▶ What this task involves
Output, word for word, the part of the dynasty draft article below starting with "Building a Dynasty" and going on through "reap the rewards.".

Building a Dynasty – First Year Strategy

Posted: 8/22/06 by Jeff Haverlack
Senior Staff Writer

Build Your Dynasty!Unlike keeper and redraft leagues, extra planning and strategy must be put into your initial dynasty draft if you hope to have any degree of success. Simply put, it is the single most important event in your dynasty coaching career, and a misstep here could put in you in the cellar for years to come. Take the time, do the work, reap the rewards.

So where does one start? Those who are migrating from redraft leagues, and rely on similar research, are easy to spot on draft day. These are the coaches who have the likes of Priest Holmes, Tiki Barber and Curtis Martin at, or near, the top of their lists without any regard to age. While players in the twilight of their career can add much needed production, you must have a strategy in place before blurting out their name. That strategy is what we need to discuss.

Long before your draft, you must decide whether you are going to draft with the intention of winning “this year” with established fantasy producers, whether you are going to attempt to build a future dynasty with a foundation of youth, or whether you are going to build a balanced team … perhaps hedging one way or the other. There is no “correct” way to build your team but it is a question, nonetheless, that must be answered long before draft day.

Realize that regardless of your strategy, you are going to be tested multiple times during the draft and it is quite common to abandon the strategy for a round in order to snatch up a value that can't be passed up. What is most important is that you stick to your overall plan or theme and do not abandon it halfway through the draft.

While I mentioned earlier that there is no single “correct” strategy, that is not to say that I don't believe there is a suggested course of action. If I am not willing to go on record (and stand behind) my own suggestions and strategies, then you would have to question your own involvement with DLF. After all, we are a dynasty oriented fantasy football site and you are here to get a leg up on your competition.

Allow other coaches to draft the aging studs of the present while you take a walk with the ghost of fantasy football yet to come. As you have chosen the dynasty format, a single ring in the first year, on the backs of established veterans, serves little purpose … unless you are also fortunate enough to have a significant bench of younger talent waiting in the wings. But trying to accomplish both tasks in a single draft is not often successful. This is not to say that you can only draft players under 25 years of age, but you need to pick your spots. Once you are of the mindset that a ring in year one is not your main goal, the draft becomes much easier and you can use your new found comfort to your advantage.

▶ Data extract
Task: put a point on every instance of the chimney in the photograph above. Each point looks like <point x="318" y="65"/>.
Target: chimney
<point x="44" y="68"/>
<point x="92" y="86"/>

▶ Solution for this task
Building a Dynasty – First Year Strategy

Posted: 8/22/06 by Jeff Haverlack
Senior Staff Writer

Build Your Dynasty!Unlike keeper and redraft leagues, extra planning and strategy must be put into your initial dynasty draft if you hope to have any degree of success. Simply put, it is the single most important event in your dynasty coaching career, and a misstep here could put in you in the cellar for years to come. Take the time, do the work, reap the rewards.